§ **Texto del documento**:

Discurso de Emilio Castelar (2ª parte) (1874)
SEÑORES DIPUTADOS: Hora es ya de que resolvamos esta crisis; a la altura en que nos encontramos, opresa la Cámara del sueño, opreso yo mismo de la inquietud que me inspira mi grande responsabilidad, ya que ahora soy árbitro del tiempo, seré breve.
Seré breve, me defenderé brevemente, para que no se crea que defiendo el poder que acepté casi impuesto, el poder que he mantenido vigorosamente en mis manos, el poder que entrego íntegro a esta Cámara republicana.
Señores Diputados, la situación en que se encuentra el presidente del Poder ejecutivo ha sido con grande elocuencia resumida en breves frases por mi amigo el Sr. Labra. Me ha dicho mi amigo el Sr. Labra que yo inspiro recelos y sospechas al partido republicano. No trato de tachar de inconsecuente al Sr. Labra, aun cuando S.S. me ha tachado a mí de tal; yo lo he confesado, y creo que la inconsecuencia tiene una grande justificación cuando se inspira en grandes móviles. Yo he consumido parte de mi tiempo en una sociedad literaria, de la cual era miembro el Sr. Labra, y allí contendíamos, él defendiendo la monarquía siendo un niño, y yo defendiendo la República siendo muy joven. ¡Quién me había de decir a mí que el Sr. Labra monárquico hasta la última hora de la monarquía, y ahora desinteresado republicano, vendría a decirme que inspiro recelos a un partido por el cual he sacrificado mi existencia y he sido condenado a garrote vil por la tiranía de los Borbones! ( Grandes aplausos).

§ **Problema 1**: Selecciona cada línea de las filas que contenga la cadena "flower", respetando mayúsculas y minúsculas.
El discurso y las filas no guardan relación entre sí.

§ **Filas proporcionadas**:

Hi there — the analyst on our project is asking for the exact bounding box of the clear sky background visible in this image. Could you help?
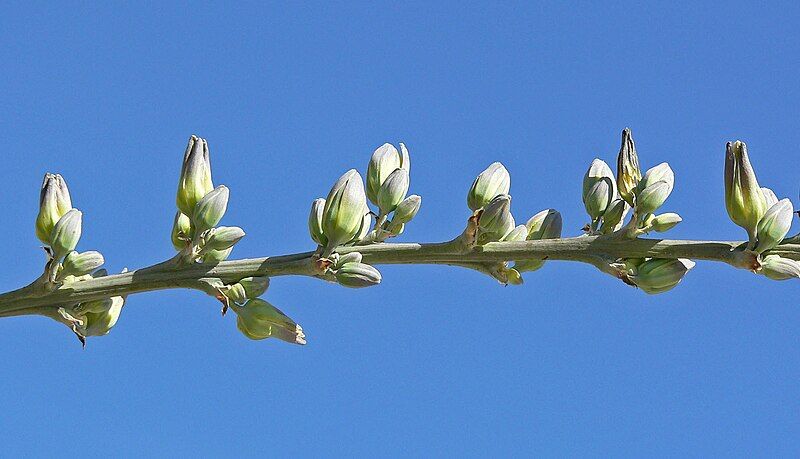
[0,2,800,457]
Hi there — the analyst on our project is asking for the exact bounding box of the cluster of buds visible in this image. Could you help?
[172,135,245,263]
[583,128,681,237]
[725,140,800,280]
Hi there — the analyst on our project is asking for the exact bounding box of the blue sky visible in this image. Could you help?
[0,2,800,457]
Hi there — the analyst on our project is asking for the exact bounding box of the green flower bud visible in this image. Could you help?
[334,262,381,288]
[754,199,794,253]
[525,209,563,241]
[648,212,683,233]
[308,198,328,246]
[377,169,409,214]
[36,173,72,244]
[478,194,515,242]
[192,185,230,233]
[50,209,83,259]
[600,199,630,234]
[467,162,511,211]
[617,128,642,206]
[322,169,369,249]
[171,210,192,252]
[760,255,800,280]
[392,194,422,223]
[204,226,245,250]
[583,159,617,220]
[725,140,767,242]
[631,258,695,295]
[176,135,214,217]
[79,296,125,336]
[231,298,306,344]
[503,225,528,242]
[636,181,672,215]
[367,143,410,206]
[59,250,105,277]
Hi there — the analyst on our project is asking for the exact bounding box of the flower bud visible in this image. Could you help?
[322,169,369,248]
[760,255,800,280]
[600,199,630,234]
[176,135,214,217]
[335,262,381,288]
[725,140,767,242]
[50,209,83,259]
[467,162,511,211]
[648,212,683,233]
[171,210,192,252]
[59,250,105,276]
[478,194,515,242]
[583,159,617,220]
[617,128,642,206]
[525,209,562,241]
[367,143,410,206]
[631,258,695,295]
[231,298,306,344]
[36,173,72,244]
[392,194,422,223]
[636,180,672,215]
[377,169,409,214]
[192,185,230,233]
[204,226,245,250]
[754,199,794,253]
[308,198,328,246]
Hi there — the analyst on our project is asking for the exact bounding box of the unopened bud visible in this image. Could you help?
[377,169,409,214]
[754,199,794,253]
[170,210,192,252]
[176,135,214,217]
[631,258,695,295]
[335,262,381,288]
[50,209,83,259]
[467,162,511,211]
[308,198,328,246]
[525,209,563,241]
[231,298,306,344]
[60,250,105,276]
[760,255,800,280]
[725,140,767,243]
[322,169,368,248]
[192,185,230,233]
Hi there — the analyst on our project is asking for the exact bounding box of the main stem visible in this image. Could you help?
[0,236,800,317]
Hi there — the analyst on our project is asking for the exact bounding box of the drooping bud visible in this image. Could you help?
[50,209,83,259]
[583,159,617,220]
[59,250,105,277]
[366,143,410,206]
[648,212,683,233]
[617,128,642,206]
[36,173,72,244]
[308,198,328,246]
[335,262,381,288]
[170,210,192,252]
[600,199,631,234]
[377,169,409,214]
[760,255,800,280]
[231,298,306,344]
[631,258,695,295]
[478,194,515,242]
[467,162,511,211]
[725,140,767,243]
[636,180,672,215]
[754,199,794,253]
[204,226,245,250]
[322,169,368,249]
[192,185,230,233]
[525,209,563,241]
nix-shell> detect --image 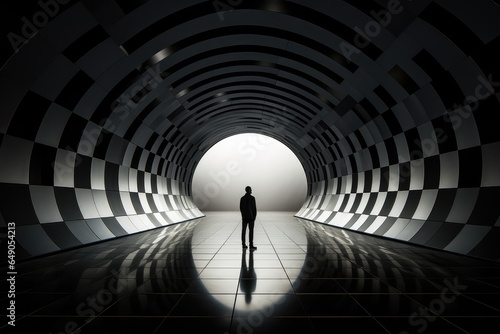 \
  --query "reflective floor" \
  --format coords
[0,212,500,334]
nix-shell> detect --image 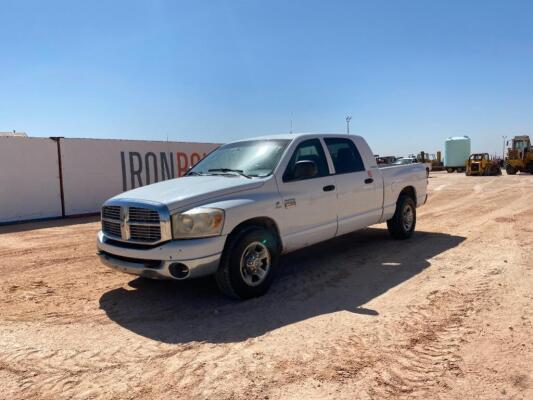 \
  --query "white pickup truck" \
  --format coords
[97,134,427,299]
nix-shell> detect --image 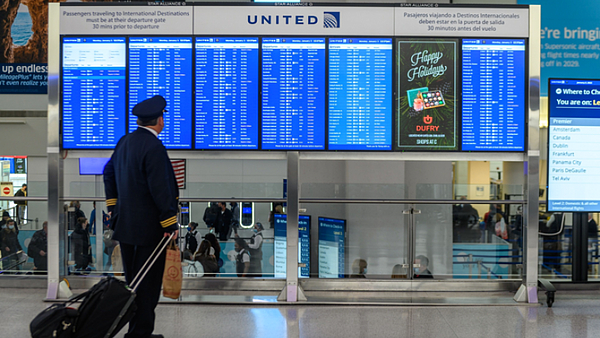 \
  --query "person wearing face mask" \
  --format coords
[27,222,48,275]
[71,217,92,271]
[183,222,202,257]
[415,255,433,279]
[350,259,367,278]
[235,238,250,277]
[245,222,264,277]
[0,219,23,270]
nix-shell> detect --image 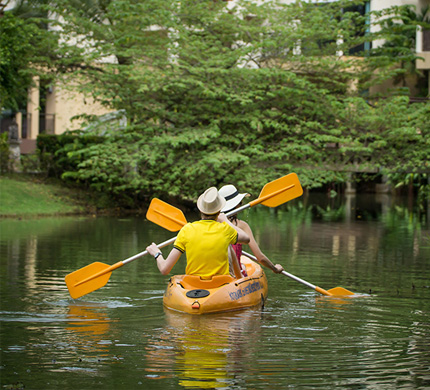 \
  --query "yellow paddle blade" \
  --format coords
[328,287,355,297]
[65,262,112,299]
[250,173,303,207]
[146,198,187,232]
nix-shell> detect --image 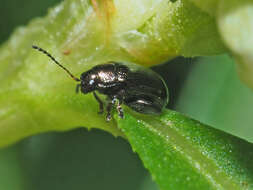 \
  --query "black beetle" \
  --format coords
[32,46,169,121]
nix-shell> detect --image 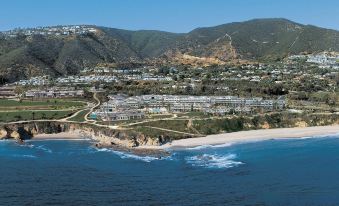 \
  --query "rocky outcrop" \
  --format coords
[0,121,171,148]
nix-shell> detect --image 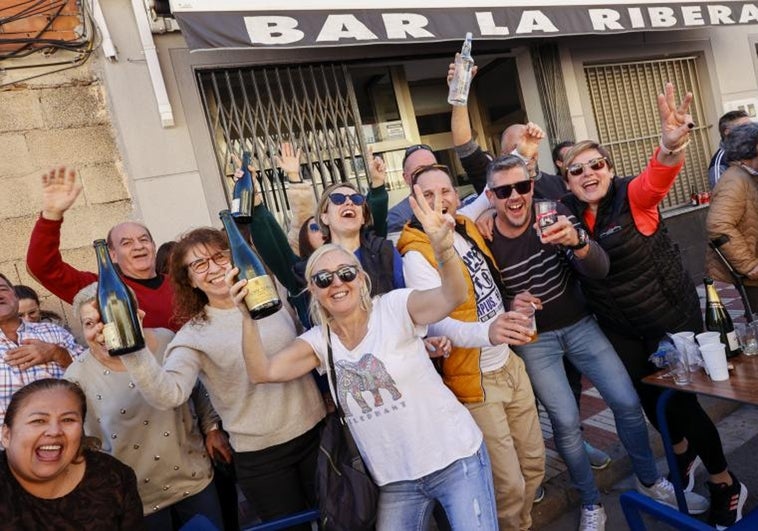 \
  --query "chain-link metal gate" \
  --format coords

§ **Problema 2**: En el discurso de Castelar, ¿a qué pena dice el orador que lo condenó la tiranía de los Borbones?

§ **Respuesta 1**:
Hi there — the analyst on our project is asking for the exact bounding box of the green flower bud visible in this image. Could you help?
Hi there — the analyst on our project is asking for the exact bounding box of the flower bud visible in this image. Could you help?

§ **Respuesta 2**: A garrote vil.